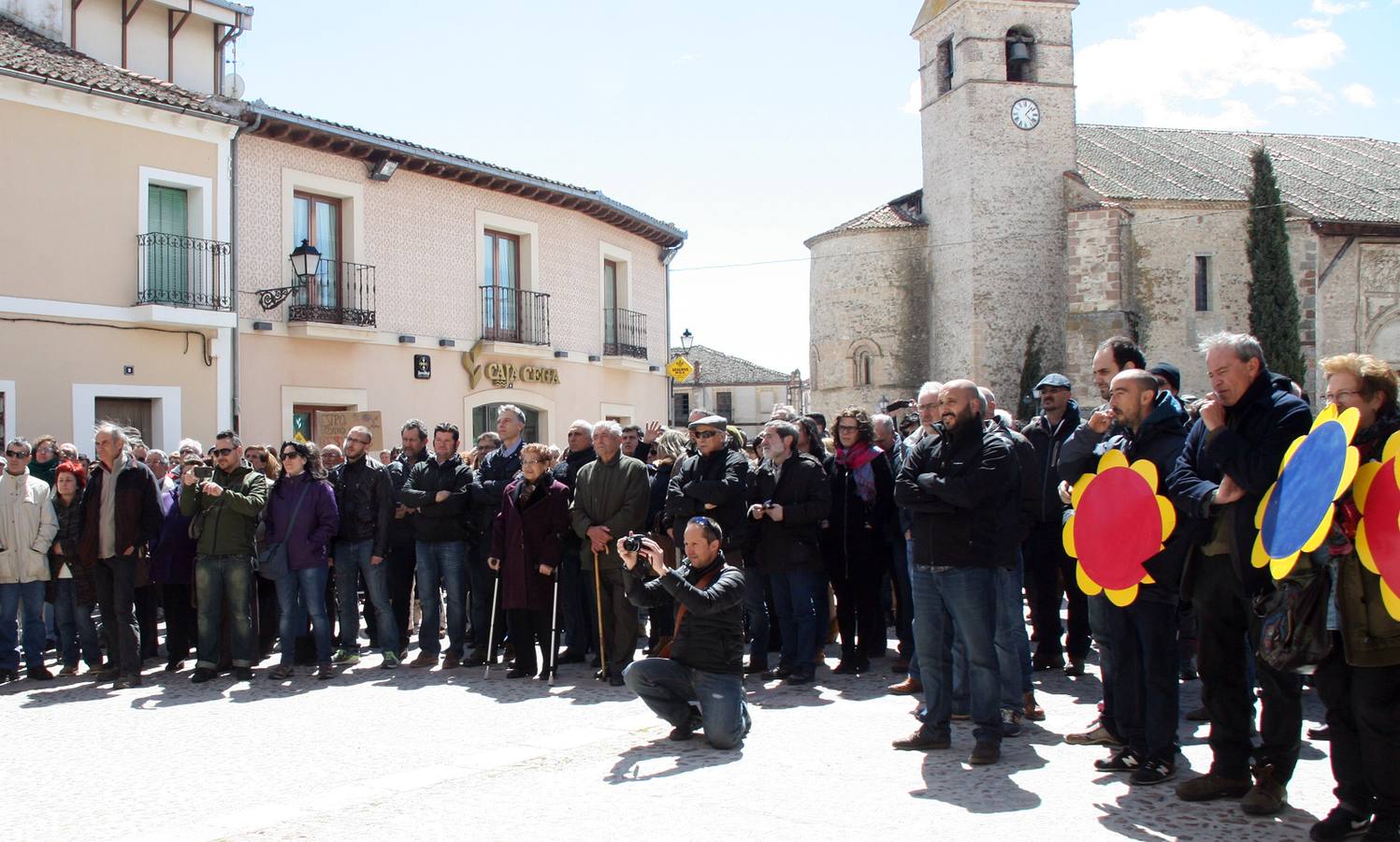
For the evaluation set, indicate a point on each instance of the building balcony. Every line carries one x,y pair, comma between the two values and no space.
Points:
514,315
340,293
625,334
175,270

◆ ◆ ◆ ◆

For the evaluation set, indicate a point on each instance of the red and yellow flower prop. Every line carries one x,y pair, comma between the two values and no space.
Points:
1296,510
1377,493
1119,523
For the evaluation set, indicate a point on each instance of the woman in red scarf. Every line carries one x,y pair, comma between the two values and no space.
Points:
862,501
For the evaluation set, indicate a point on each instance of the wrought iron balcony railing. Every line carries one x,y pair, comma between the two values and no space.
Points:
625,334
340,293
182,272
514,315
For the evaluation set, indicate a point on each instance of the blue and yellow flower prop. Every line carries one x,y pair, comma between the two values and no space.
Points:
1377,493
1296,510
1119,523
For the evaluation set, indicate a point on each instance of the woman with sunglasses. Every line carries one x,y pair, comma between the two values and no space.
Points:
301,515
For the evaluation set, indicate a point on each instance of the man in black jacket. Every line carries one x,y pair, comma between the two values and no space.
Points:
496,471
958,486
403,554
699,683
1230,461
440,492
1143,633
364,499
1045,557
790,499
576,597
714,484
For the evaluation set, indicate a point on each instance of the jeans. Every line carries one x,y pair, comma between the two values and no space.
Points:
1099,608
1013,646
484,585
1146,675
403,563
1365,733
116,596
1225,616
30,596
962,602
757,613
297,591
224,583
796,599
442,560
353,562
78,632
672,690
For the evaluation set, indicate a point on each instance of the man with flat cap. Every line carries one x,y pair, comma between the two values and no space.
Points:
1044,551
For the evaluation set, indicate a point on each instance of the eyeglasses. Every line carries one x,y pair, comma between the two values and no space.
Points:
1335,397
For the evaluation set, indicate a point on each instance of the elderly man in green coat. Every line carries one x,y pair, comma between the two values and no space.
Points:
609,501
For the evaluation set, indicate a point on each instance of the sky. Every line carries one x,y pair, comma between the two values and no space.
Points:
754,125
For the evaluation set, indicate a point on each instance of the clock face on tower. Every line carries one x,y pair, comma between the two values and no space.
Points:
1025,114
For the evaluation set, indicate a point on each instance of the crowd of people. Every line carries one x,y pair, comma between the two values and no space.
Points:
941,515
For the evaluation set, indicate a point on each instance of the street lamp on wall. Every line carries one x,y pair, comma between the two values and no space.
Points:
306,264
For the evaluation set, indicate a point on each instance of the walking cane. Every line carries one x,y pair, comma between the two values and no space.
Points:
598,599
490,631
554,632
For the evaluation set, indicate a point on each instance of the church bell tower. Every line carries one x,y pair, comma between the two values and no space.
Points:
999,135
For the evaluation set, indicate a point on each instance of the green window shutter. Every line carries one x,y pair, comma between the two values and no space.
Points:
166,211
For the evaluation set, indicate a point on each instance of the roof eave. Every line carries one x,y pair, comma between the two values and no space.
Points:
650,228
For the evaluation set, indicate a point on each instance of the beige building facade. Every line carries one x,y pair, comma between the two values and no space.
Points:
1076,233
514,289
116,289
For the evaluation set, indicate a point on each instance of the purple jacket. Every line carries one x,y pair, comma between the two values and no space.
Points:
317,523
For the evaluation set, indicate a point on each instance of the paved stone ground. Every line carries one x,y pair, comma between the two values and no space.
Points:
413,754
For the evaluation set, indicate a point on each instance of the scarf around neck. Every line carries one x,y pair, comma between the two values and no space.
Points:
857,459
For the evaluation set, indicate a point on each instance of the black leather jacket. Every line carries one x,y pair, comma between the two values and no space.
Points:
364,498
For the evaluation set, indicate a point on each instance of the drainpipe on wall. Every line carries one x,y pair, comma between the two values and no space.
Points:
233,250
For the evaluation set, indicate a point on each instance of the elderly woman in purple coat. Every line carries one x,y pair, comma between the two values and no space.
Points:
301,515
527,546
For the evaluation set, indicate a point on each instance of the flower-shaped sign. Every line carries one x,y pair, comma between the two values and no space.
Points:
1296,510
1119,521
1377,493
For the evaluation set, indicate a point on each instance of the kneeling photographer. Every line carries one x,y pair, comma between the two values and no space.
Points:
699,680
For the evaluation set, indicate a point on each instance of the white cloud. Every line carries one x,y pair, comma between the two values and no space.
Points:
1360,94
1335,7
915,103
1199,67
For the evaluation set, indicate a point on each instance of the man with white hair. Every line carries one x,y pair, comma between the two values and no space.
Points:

◆ ◆ ◆ ◆

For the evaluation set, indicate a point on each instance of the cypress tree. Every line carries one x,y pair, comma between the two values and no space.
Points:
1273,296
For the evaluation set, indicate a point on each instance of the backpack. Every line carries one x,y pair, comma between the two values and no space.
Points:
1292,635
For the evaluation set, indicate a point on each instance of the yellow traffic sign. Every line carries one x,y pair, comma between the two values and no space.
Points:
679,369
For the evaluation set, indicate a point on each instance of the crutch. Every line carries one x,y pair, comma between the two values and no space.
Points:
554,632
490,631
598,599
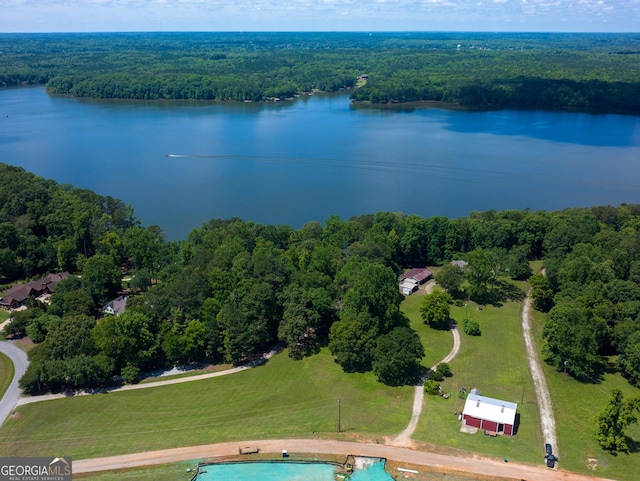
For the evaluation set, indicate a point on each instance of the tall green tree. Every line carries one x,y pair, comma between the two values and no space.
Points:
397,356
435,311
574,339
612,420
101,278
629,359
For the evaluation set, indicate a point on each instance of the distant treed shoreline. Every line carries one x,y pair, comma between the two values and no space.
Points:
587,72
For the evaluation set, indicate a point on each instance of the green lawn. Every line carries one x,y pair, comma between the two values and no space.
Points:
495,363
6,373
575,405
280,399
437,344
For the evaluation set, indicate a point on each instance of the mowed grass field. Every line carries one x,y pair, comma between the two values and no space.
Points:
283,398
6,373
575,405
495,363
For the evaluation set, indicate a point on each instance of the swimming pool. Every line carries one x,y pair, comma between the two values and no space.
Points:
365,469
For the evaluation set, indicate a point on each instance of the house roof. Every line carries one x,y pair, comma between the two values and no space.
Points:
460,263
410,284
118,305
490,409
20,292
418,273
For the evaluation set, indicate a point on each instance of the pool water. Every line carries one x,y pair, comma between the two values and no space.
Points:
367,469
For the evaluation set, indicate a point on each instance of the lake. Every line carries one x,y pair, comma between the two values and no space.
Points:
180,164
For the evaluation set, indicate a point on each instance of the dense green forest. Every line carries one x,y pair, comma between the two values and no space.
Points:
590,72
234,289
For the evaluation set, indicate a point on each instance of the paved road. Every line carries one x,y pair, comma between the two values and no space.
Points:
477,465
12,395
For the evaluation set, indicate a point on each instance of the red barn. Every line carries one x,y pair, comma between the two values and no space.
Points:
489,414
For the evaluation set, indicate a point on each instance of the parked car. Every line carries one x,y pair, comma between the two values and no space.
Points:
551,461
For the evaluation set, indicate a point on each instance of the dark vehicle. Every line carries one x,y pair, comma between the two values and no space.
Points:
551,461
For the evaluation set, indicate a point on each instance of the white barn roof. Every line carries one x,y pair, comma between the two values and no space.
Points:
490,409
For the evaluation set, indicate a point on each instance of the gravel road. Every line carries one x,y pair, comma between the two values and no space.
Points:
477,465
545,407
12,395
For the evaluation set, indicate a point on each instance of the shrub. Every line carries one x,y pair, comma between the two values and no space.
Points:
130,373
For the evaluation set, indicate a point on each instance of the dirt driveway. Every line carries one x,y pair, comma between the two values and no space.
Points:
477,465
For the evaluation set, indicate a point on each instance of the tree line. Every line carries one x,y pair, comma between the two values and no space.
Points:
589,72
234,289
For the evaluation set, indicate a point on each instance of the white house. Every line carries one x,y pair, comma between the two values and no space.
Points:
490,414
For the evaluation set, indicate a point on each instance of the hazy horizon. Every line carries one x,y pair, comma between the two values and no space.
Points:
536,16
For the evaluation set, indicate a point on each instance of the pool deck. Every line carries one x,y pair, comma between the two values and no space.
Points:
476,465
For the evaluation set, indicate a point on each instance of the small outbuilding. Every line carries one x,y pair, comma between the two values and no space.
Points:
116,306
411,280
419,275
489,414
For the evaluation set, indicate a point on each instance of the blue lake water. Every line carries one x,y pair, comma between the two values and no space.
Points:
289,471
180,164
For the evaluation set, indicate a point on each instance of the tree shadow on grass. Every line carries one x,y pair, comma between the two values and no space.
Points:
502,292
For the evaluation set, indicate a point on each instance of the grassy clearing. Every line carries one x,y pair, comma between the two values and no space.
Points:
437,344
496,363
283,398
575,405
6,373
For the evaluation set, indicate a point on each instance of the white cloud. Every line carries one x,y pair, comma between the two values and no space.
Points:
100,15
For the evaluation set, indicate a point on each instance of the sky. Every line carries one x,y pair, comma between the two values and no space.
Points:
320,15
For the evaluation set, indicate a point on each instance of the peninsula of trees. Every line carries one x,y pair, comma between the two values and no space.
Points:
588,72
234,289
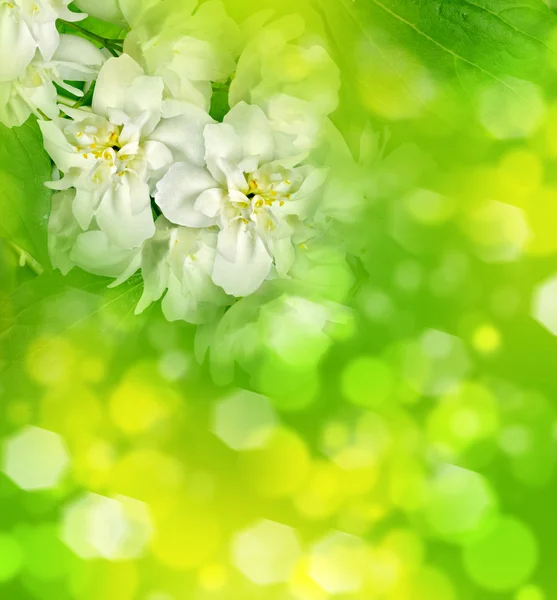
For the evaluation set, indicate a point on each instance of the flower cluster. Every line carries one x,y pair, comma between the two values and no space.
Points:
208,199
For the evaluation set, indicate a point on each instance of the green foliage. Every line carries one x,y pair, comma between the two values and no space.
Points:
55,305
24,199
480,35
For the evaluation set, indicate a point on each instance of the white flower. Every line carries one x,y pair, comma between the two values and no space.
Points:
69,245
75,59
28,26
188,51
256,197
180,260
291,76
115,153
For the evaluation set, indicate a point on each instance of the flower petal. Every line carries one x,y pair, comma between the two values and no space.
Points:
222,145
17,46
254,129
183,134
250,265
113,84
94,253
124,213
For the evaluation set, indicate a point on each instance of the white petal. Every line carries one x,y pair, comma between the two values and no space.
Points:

◆ ◆ ◆ ◆

*YOUR TASK*:
Which lines in the data above contain the word "house"? Show every one of them in full.

*TASK ANSWER*:
For the evaluation set, indicate a point on each instance of the house roof. Every line carries one x,y pair, comma between the two values and no space.
For the evaluation set, indicate a point on each instance of the white house. Every line carries one x,y pair, comma between the two values and no space.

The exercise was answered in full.